Reproduce exactly the lines beginning with the line that contains "of the dome" and ending at the final line of the material below.

________________

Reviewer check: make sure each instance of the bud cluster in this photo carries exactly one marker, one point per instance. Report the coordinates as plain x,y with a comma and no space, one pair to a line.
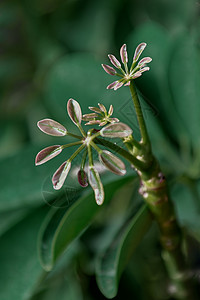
85,143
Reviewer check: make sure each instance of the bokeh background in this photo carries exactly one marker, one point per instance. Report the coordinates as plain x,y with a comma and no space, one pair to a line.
51,51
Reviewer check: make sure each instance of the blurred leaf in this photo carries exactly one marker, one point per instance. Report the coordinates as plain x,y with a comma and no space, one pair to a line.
20,267
62,281
159,48
62,288
10,218
22,183
114,258
81,76
62,226
184,80
186,198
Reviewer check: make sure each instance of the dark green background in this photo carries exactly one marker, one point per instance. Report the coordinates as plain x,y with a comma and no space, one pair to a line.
51,51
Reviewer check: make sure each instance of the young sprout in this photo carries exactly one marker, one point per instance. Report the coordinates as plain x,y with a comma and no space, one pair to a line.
100,115
85,141
127,75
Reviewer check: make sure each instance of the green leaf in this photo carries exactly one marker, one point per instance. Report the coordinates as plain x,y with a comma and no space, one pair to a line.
159,48
184,81
186,198
113,260
62,226
11,218
20,267
112,162
47,153
22,183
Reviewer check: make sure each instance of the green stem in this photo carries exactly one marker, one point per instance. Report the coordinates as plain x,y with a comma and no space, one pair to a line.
75,136
140,117
72,144
138,164
154,191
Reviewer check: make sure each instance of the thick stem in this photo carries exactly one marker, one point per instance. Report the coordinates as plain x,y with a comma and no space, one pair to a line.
154,191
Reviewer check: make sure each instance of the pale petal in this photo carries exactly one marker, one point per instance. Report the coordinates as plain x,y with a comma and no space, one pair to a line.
109,69
47,154
82,178
136,75
114,61
74,111
112,162
96,184
117,86
88,117
110,112
51,127
93,122
102,108
114,120
113,130
144,61
103,123
144,69
123,54
138,51
95,109
60,175
112,85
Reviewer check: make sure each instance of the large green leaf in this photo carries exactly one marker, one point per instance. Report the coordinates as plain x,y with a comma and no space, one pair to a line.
115,257
81,77
20,267
10,218
64,225
22,183
184,81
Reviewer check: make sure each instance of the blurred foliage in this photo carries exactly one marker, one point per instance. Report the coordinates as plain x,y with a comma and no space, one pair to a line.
51,51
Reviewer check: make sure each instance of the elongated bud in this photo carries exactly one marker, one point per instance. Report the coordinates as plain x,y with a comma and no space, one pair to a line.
88,117
112,85
114,61
102,108
82,178
95,109
138,51
123,54
74,111
118,85
51,127
112,162
136,74
144,61
60,175
110,112
114,130
47,154
109,69
96,184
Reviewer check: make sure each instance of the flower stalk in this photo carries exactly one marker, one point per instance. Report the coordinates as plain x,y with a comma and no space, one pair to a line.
153,183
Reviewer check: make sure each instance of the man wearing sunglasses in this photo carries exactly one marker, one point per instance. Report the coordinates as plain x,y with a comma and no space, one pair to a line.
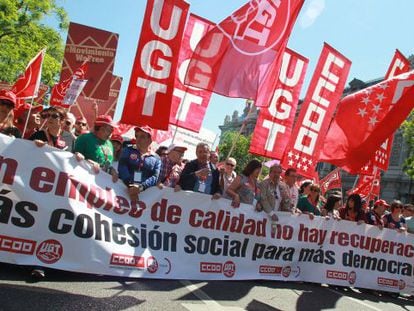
97,147
67,131
81,126
51,134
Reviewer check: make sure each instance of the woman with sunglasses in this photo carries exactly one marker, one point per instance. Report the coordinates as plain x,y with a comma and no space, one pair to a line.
7,104
395,220
353,210
52,131
310,204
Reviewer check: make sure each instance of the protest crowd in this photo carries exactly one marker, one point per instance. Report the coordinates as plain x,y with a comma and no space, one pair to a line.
289,186
139,167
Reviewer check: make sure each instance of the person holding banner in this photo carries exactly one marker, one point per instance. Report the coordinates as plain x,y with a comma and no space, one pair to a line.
353,211
245,188
309,204
331,207
96,146
291,177
52,133
139,167
200,175
7,104
171,166
394,220
273,194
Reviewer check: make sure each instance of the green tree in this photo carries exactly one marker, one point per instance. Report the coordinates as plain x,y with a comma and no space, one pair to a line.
240,151
23,34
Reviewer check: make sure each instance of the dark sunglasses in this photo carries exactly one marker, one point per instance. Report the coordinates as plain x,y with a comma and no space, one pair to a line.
52,115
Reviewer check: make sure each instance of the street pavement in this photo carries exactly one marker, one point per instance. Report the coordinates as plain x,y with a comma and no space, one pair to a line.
62,290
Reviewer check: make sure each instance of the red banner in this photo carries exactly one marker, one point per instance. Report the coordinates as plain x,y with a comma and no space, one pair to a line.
99,46
365,119
381,159
84,106
274,124
189,104
60,89
323,94
27,86
331,181
368,185
243,53
150,92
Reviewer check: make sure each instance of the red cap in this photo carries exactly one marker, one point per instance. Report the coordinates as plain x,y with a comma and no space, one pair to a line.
18,113
145,129
81,119
381,202
118,138
9,96
105,120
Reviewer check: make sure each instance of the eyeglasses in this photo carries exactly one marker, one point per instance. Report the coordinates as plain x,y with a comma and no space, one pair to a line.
52,115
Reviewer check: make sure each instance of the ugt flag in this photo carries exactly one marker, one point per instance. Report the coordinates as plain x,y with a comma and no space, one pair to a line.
243,53
365,119
27,86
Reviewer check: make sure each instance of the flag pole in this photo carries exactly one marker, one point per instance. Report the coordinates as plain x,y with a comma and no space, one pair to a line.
241,128
27,117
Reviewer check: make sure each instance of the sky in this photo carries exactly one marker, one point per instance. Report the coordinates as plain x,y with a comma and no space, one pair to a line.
365,31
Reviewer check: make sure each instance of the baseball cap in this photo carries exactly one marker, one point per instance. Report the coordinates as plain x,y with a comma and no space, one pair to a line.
381,202
176,147
105,120
145,129
9,96
117,137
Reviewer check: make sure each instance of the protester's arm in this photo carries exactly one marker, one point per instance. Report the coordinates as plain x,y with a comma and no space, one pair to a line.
152,181
123,169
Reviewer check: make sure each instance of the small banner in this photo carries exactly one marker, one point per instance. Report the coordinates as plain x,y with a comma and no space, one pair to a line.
189,104
325,90
56,213
150,92
99,48
274,124
331,181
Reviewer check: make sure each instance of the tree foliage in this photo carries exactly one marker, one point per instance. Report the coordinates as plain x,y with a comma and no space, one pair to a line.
240,151
23,34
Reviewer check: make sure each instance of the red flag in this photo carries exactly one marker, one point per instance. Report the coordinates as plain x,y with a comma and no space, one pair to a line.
323,94
27,86
150,91
381,159
331,181
59,89
243,53
365,119
274,124
368,185
189,104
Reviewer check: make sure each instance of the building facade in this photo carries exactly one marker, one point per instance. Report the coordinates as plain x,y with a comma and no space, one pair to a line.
395,184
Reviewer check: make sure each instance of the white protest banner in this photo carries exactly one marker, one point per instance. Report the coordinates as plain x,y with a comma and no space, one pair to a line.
55,213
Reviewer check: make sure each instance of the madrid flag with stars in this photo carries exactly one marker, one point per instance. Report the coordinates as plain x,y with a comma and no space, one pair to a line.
365,119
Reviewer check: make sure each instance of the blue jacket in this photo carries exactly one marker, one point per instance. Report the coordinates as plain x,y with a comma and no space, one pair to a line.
130,162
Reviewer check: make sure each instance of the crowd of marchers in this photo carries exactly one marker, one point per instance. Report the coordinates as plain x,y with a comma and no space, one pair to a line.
139,168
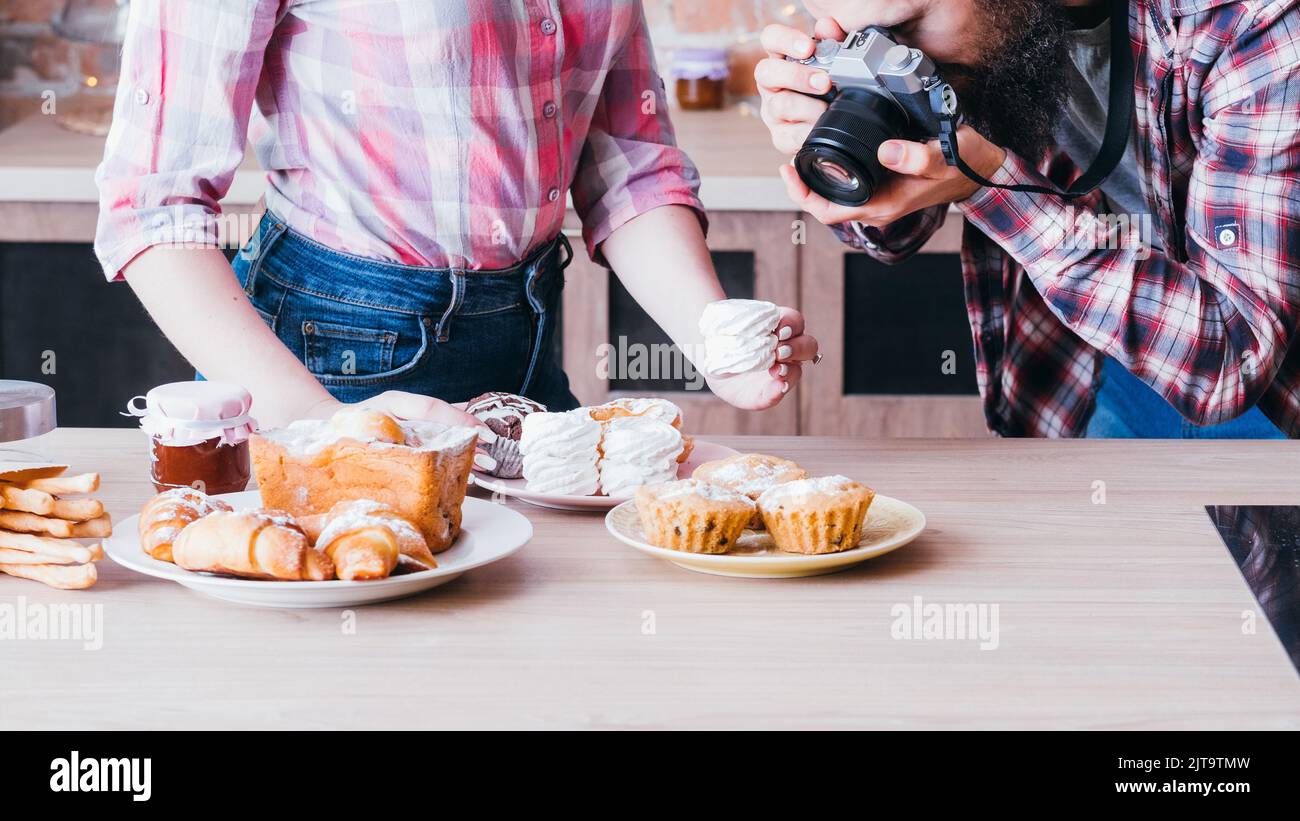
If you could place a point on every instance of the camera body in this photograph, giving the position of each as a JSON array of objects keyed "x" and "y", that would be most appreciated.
[{"x": 880, "y": 90}]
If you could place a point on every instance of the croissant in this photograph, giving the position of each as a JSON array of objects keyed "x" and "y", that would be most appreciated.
[
  {"x": 167, "y": 515},
  {"x": 367, "y": 539},
  {"x": 251, "y": 544}
]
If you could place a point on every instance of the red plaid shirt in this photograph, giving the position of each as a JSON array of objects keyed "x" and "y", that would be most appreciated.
[
  {"x": 1209, "y": 322},
  {"x": 419, "y": 131}
]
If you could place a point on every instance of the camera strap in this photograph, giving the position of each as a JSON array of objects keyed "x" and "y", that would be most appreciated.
[{"x": 1118, "y": 120}]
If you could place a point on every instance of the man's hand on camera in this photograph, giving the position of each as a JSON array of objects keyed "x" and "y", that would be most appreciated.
[
  {"x": 919, "y": 178},
  {"x": 784, "y": 86}
]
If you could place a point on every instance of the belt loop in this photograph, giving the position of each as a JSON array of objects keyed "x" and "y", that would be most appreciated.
[
  {"x": 458, "y": 295},
  {"x": 568, "y": 252},
  {"x": 269, "y": 229}
]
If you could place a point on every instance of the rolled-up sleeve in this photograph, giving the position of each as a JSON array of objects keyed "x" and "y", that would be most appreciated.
[
  {"x": 631, "y": 163},
  {"x": 190, "y": 72}
]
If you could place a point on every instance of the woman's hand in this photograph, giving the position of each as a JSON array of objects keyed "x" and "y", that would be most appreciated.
[
  {"x": 406, "y": 407},
  {"x": 765, "y": 389}
]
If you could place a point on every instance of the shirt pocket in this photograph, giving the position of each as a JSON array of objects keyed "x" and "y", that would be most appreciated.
[{"x": 347, "y": 353}]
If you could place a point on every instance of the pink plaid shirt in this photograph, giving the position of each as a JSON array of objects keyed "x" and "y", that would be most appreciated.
[{"x": 424, "y": 133}]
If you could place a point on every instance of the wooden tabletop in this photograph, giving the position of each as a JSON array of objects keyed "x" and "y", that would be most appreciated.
[{"x": 1119, "y": 615}]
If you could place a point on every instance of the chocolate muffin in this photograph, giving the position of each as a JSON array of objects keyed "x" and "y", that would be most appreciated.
[{"x": 505, "y": 415}]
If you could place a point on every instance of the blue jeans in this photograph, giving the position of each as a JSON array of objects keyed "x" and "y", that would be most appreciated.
[
  {"x": 1127, "y": 408},
  {"x": 365, "y": 326}
]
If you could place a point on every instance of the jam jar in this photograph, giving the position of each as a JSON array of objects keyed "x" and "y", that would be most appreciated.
[
  {"x": 701, "y": 78},
  {"x": 198, "y": 435}
]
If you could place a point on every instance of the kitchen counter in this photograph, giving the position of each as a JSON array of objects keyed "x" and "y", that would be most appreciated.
[{"x": 1118, "y": 607}]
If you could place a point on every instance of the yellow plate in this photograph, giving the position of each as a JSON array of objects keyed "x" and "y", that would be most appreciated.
[{"x": 889, "y": 525}]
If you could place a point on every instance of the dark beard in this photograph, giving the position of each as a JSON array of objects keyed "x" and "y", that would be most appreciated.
[{"x": 1017, "y": 95}]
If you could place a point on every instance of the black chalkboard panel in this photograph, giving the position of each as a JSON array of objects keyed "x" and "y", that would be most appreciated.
[
  {"x": 631, "y": 326},
  {"x": 63, "y": 325},
  {"x": 905, "y": 326}
]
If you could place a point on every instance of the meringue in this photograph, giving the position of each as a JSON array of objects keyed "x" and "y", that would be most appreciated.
[
  {"x": 740, "y": 335},
  {"x": 560, "y": 452},
  {"x": 637, "y": 451}
]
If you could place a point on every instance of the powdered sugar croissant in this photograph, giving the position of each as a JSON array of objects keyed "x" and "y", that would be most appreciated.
[
  {"x": 367, "y": 539},
  {"x": 251, "y": 544}
]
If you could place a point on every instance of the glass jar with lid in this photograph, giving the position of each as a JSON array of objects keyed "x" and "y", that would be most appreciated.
[
  {"x": 198, "y": 435},
  {"x": 701, "y": 78},
  {"x": 26, "y": 420}
]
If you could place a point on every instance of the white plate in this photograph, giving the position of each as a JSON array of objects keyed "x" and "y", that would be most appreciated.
[
  {"x": 889, "y": 525},
  {"x": 488, "y": 533},
  {"x": 703, "y": 451}
]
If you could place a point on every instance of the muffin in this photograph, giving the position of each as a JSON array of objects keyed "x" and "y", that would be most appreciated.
[
  {"x": 503, "y": 413},
  {"x": 749, "y": 474},
  {"x": 693, "y": 516},
  {"x": 815, "y": 516}
]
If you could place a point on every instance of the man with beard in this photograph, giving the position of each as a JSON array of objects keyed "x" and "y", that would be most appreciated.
[{"x": 1186, "y": 334}]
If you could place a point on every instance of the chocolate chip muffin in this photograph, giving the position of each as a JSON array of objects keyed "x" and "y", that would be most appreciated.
[{"x": 505, "y": 415}]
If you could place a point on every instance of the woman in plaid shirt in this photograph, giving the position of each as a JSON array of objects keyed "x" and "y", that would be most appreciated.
[
  {"x": 1187, "y": 333},
  {"x": 417, "y": 160}
]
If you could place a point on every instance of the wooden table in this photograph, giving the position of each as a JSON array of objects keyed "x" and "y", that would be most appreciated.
[{"x": 1118, "y": 615}]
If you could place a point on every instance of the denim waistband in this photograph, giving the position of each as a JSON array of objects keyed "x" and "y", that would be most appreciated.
[{"x": 319, "y": 269}]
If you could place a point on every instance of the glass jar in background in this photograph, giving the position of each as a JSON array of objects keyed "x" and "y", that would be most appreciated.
[
  {"x": 198, "y": 435},
  {"x": 26, "y": 420},
  {"x": 701, "y": 78}
]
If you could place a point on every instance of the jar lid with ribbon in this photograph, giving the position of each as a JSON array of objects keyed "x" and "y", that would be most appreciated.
[
  {"x": 183, "y": 413},
  {"x": 700, "y": 64}
]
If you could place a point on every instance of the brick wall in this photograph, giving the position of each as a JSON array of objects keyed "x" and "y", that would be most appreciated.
[{"x": 34, "y": 59}]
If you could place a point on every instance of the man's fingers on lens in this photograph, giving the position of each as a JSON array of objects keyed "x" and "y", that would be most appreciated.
[
  {"x": 793, "y": 107},
  {"x": 788, "y": 138},
  {"x": 778, "y": 74},
  {"x": 827, "y": 29},
  {"x": 783, "y": 40}
]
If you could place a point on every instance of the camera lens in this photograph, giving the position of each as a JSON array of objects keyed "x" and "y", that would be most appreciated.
[{"x": 839, "y": 157}]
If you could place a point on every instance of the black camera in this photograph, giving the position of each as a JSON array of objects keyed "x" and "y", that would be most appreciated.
[{"x": 880, "y": 90}]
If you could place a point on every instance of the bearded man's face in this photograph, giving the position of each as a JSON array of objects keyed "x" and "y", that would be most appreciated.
[{"x": 1006, "y": 59}]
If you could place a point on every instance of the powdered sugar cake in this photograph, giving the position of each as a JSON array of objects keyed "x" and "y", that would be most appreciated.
[{"x": 419, "y": 469}]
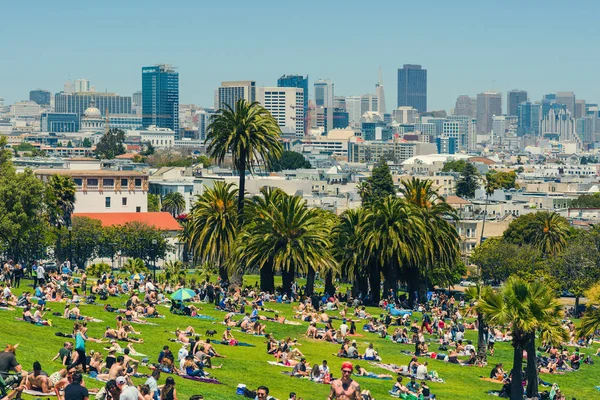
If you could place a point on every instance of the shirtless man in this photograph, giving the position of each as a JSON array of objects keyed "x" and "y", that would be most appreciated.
[{"x": 345, "y": 388}]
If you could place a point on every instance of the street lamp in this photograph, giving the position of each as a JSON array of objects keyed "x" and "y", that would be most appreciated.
[
  {"x": 154, "y": 242},
  {"x": 70, "y": 228}
]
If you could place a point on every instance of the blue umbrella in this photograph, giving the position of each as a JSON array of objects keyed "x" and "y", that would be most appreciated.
[{"x": 183, "y": 294}]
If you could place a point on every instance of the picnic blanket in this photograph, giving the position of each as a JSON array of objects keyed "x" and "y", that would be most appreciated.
[
  {"x": 373, "y": 376},
  {"x": 205, "y": 317},
  {"x": 279, "y": 364},
  {"x": 32, "y": 392},
  {"x": 201, "y": 379}
]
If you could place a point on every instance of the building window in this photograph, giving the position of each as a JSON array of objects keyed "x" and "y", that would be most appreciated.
[{"x": 108, "y": 182}]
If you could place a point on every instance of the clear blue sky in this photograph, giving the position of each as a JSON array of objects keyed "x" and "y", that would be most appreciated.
[{"x": 467, "y": 46}]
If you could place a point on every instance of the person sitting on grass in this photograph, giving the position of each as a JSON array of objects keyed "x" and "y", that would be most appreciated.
[{"x": 360, "y": 371}]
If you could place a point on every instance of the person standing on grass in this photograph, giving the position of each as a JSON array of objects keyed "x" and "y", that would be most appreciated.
[
  {"x": 345, "y": 388},
  {"x": 80, "y": 339},
  {"x": 75, "y": 391}
]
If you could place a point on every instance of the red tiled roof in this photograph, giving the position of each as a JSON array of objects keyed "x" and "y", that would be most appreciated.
[{"x": 160, "y": 220}]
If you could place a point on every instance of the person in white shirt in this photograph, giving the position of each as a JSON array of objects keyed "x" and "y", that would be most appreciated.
[{"x": 422, "y": 371}]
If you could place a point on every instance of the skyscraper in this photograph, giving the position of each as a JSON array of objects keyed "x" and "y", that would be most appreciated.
[
  {"x": 488, "y": 104},
  {"x": 324, "y": 93},
  {"x": 297, "y": 81},
  {"x": 231, "y": 91},
  {"x": 380, "y": 94},
  {"x": 286, "y": 104},
  {"x": 40, "y": 96},
  {"x": 513, "y": 99},
  {"x": 160, "y": 97},
  {"x": 412, "y": 87},
  {"x": 464, "y": 106}
]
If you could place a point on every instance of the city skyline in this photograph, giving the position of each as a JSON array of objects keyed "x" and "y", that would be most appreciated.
[{"x": 461, "y": 58}]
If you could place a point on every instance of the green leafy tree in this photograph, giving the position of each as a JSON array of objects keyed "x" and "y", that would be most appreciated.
[
  {"x": 289, "y": 236},
  {"x": 134, "y": 266},
  {"x": 468, "y": 182},
  {"x": 250, "y": 134},
  {"x": 455, "y": 166},
  {"x": 111, "y": 144},
  {"x": 153, "y": 202},
  {"x": 86, "y": 234},
  {"x": 379, "y": 185},
  {"x": 528, "y": 307},
  {"x": 213, "y": 226},
  {"x": 291, "y": 160},
  {"x": 98, "y": 269},
  {"x": 174, "y": 203}
]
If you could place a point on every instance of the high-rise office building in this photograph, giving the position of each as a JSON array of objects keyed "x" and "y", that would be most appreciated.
[
  {"x": 231, "y": 91},
  {"x": 286, "y": 104},
  {"x": 324, "y": 93},
  {"x": 488, "y": 104},
  {"x": 528, "y": 119},
  {"x": 78, "y": 102},
  {"x": 81, "y": 86},
  {"x": 381, "y": 108},
  {"x": 297, "y": 81},
  {"x": 40, "y": 96},
  {"x": 412, "y": 87},
  {"x": 513, "y": 99},
  {"x": 464, "y": 106},
  {"x": 568, "y": 99},
  {"x": 160, "y": 97}
]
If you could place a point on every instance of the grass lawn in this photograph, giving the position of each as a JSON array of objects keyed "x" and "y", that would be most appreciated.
[{"x": 249, "y": 364}]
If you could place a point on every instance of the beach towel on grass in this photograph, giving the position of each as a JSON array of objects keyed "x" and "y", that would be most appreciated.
[
  {"x": 201, "y": 379},
  {"x": 32, "y": 392},
  {"x": 205, "y": 317},
  {"x": 373, "y": 376}
]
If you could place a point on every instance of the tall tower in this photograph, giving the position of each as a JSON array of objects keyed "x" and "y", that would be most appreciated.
[
  {"x": 380, "y": 93},
  {"x": 160, "y": 97},
  {"x": 412, "y": 87}
]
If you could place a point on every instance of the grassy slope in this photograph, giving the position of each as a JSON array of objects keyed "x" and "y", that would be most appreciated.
[{"x": 249, "y": 366}]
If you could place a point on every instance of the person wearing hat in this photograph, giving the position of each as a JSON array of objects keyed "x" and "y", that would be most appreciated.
[
  {"x": 8, "y": 362},
  {"x": 345, "y": 387},
  {"x": 128, "y": 392}
]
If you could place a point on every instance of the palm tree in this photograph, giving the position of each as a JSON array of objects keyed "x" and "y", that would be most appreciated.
[
  {"x": 476, "y": 294},
  {"x": 394, "y": 236},
  {"x": 551, "y": 232},
  {"x": 288, "y": 235},
  {"x": 174, "y": 271},
  {"x": 135, "y": 266},
  {"x": 250, "y": 133},
  {"x": 440, "y": 257},
  {"x": 347, "y": 249},
  {"x": 174, "y": 203},
  {"x": 528, "y": 307},
  {"x": 213, "y": 226}
]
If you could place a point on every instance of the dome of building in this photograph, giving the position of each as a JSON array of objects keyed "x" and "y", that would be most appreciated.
[{"x": 92, "y": 111}]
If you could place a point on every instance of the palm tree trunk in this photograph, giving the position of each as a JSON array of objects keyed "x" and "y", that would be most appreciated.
[
  {"x": 532, "y": 375},
  {"x": 329, "y": 286},
  {"x": 287, "y": 278},
  {"x": 481, "y": 342},
  {"x": 267, "y": 278},
  {"x": 310, "y": 281},
  {"x": 516, "y": 387}
]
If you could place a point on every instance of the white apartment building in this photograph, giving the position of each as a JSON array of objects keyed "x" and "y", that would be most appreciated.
[
  {"x": 231, "y": 91},
  {"x": 105, "y": 190},
  {"x": 286, "y": 104}
]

________________

Task output:
If you could place a point on every instance of the dome of building in this photograph, giving the position of each as a JSON array of objects keyed "x" and "y", that would be most appreciated.
[{"x": 92, "y": 111}]
If you could place a point on every instance of the palm tree trunk in this photograph, giving the position of each as a JSON array of objects keyed "x" and "y", that would be most appreciated.
[
  {"x": 532, "y": 375},
  {"x": 329, "y": 286},
  {"x": 287, "y": 278},
  {"x": 481, "y": 342},
  {"x": 267, "y": 278},
  {"x": 310, "y": 281},
  {"x": 516, "y": 387}
]
If you could place a point on every instance of the white apartment building in this photograph, giving the position of each as a JSON array of objects keyed "x" and "y", that would be most appreciated.
[
  {"x": 231, "y": 91},
  {"x": 105, "y": 190},
  {"x": 286, "y": 104}
]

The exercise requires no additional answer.